**PROBLEMS AND TASKS**.
(A) Name every connection detail that the passage on BigQuery workload identity federation lists for a connection made with an access token.
(B) Extend the passage on BigQuery workload identity federation with the part that would follow its final sentence.

--- Begin PASSAGE GIVEN ---

With workload identity federation
You use an external identity provider (IdP) for authentication. An external identity provider uses Identity and Access Management (IAM) instead of service account keys. IAM provides increased security and centralized management. You can use workload identity federation authentication with an access token or with a token URL.

You can configure a Google BigQuery connection for workload identity federation with any identity provider that complies with the OpenID Connect (OIDC) specification and that satisfies the Google Cloud requirements that are described in Prepare your external IdP. The requirements include:

The identity provider must support OpenID Connect 1.0.
The identity provider's OIDC metadata and JWKS endpoints must be publicly accessible over the internet. Google Cloud uses these endpoints to download your identity provider's key set and uses that key set to validate tokens.
The identity provider is configured so that your workload can obtain ID tokens that meet these criteria:
- Tokens are signed with the RS256 or ES256 algorithm.
- Tokens contain an aud claim.

For examples of the workload identity federation configuration steps for Amazon Web Services (AWS) and Microsoft Azure, see .

Workload Identity Federation with access token connection details

Access token: An access token from the identity provider to connect to BigQuery.

Security Token Service audience: The security token service audience that contains the project ID, pool ID, and provider ID. Use this format:

//iam.googleapis.com/projects/PROJECT_NUMBER/locations/global/workloadIdentityPools/POOL_ID/providers/PROVIDER_ID

For more information, see Authenticate a workload by using the REST API.

Service account email: The email address of the Google service account to be impersonated. For more information, see Create a service account for the external workload.

--- End PASSAGE GIVEN ---
--- Begin MATERIAL PROVIDED ---

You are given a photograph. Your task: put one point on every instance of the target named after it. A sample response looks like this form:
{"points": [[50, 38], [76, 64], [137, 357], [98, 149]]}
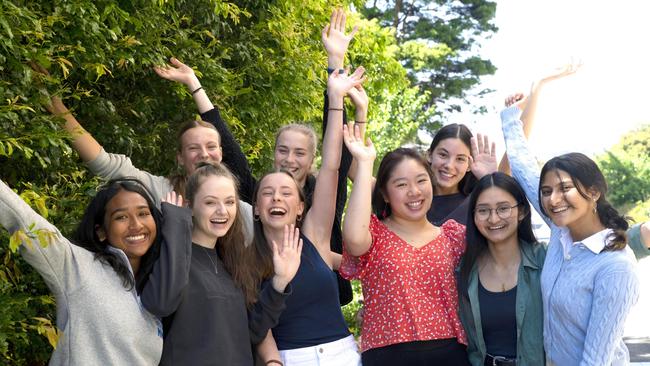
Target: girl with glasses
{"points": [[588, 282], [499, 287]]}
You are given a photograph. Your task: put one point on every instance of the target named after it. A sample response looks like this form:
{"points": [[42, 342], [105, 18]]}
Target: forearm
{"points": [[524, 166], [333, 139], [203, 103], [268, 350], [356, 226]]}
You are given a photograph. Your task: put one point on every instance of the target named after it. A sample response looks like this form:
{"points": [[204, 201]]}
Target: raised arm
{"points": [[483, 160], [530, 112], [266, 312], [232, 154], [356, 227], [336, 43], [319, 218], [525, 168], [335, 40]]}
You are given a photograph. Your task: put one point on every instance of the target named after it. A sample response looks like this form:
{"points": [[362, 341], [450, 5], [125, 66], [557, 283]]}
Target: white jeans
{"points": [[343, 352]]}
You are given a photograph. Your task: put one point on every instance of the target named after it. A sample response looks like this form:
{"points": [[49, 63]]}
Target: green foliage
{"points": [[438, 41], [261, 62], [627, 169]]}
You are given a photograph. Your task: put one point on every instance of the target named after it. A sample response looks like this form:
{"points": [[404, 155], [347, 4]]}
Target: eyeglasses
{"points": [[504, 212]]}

--- End MATERIAL PROVIDED ---
--- Begin MATERIAL PROVIDED ---

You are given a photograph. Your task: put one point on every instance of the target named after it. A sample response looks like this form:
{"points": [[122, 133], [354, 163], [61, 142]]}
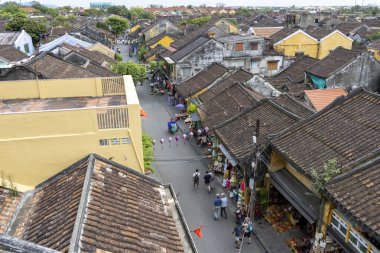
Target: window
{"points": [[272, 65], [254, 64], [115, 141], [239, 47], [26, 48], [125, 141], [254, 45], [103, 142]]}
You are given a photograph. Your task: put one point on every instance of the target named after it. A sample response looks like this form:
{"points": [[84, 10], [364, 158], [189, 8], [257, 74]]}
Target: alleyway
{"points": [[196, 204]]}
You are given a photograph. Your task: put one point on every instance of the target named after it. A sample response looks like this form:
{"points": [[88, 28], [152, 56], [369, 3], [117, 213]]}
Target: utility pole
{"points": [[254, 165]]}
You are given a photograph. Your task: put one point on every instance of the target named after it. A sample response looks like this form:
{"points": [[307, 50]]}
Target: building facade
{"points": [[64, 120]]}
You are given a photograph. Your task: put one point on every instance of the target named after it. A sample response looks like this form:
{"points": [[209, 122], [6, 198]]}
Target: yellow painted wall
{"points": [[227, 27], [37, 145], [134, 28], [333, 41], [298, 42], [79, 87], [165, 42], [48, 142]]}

--- End MATERIAL PROVIDED ---

**OUTPUTS IN ORDER**.
(A)
Access token
Security Token Service audience
Service account email

(B)
Service account token lifetime (optional): The lifetime in seconds of the service account access token. The default lifetime of a service account access token is one hour. For more information, see URL-sourced credentials.
Token format: Text or JSON with the Token field name for the name of the field in the JSON response that contains the token.
Token field name: The name of the field in the JSON response that contains the token. This field appears only when the Token format is JSON.
Token type: AWS Signature Version 4 request, Google OAuth 2.0 access token, ID token, JSON Web Token (JWT), or SAML 2.0.

Workload Identity Federation with token URL connection details

Security Token Service audience: The security token service audience that contains the project ID, pool ID, and provider ID. Use this format:

//iam.googleapis.com/projects/PROJECT_NUMBER/locations/global/workloadIdentityPools/POOL_ID/providers/PROVIDER_ID

For more information, see Authenticate a workload using the REST API.

Service account email: The email address of the Google service account to be impersonated. For more information, see Create a service account for the external workload.
Service account token lifetime (optional): The lifetime in seconds of the service account access token. The default lifetime of a service account access token is one hour. For more information, see URL-sourced credentials.
Token URL: The URL to retrieve a token.
HTTP method: HTTP method to use for the token URL request: GET, POST, or PUT.
Request body (for POST or PUT methods): The body of the HTTP request to retrieve a token.
HTTP headers: HTTP headers for the token URL request in JSON or as a JSON body. Use format: "Key1"="Value1","Key2"="Value2".
Token format: Text or JSON with the Token field name for the name of the field in the JSON response that contains the token.
Token field name: The name of the field in the JSON response that contains the token. This field appears only when the Token format is JSON.
Token type: AWS Signature Version 4 request, Google OAuth 2.0 access token, ID token, JSON Web Token (JWT), or SAML 2.0.

Server proxy (optional)

Select Server proxy to access the Google BigQuery data source through an HTTPS proxy server. Depending on its setup, a proxy server can provide load balancing, increased security, and privacy. The proxy server settings are independent of the authentication credentials and the personal or shared credentials selection.

Proxy host: The hostname or IP addess of the HTTPS proxy server. For example, proxy.example.com or 192.0.2.0.
Proxy port: The port number to connect to the HTTPS proxy server. For example, 8080 or 8443.
Proxy username and Proxy password.

Other properties

Project ID (optional) The ID of the Google project.

Output JSON string format: JSON string format for output values that are complex data types (for example, nested or repeated).

Pretty: Values are formatted before sending them to output. Use this option to visually read a few rows.
Raw: (Default) No formatting. Use this option for the best performance.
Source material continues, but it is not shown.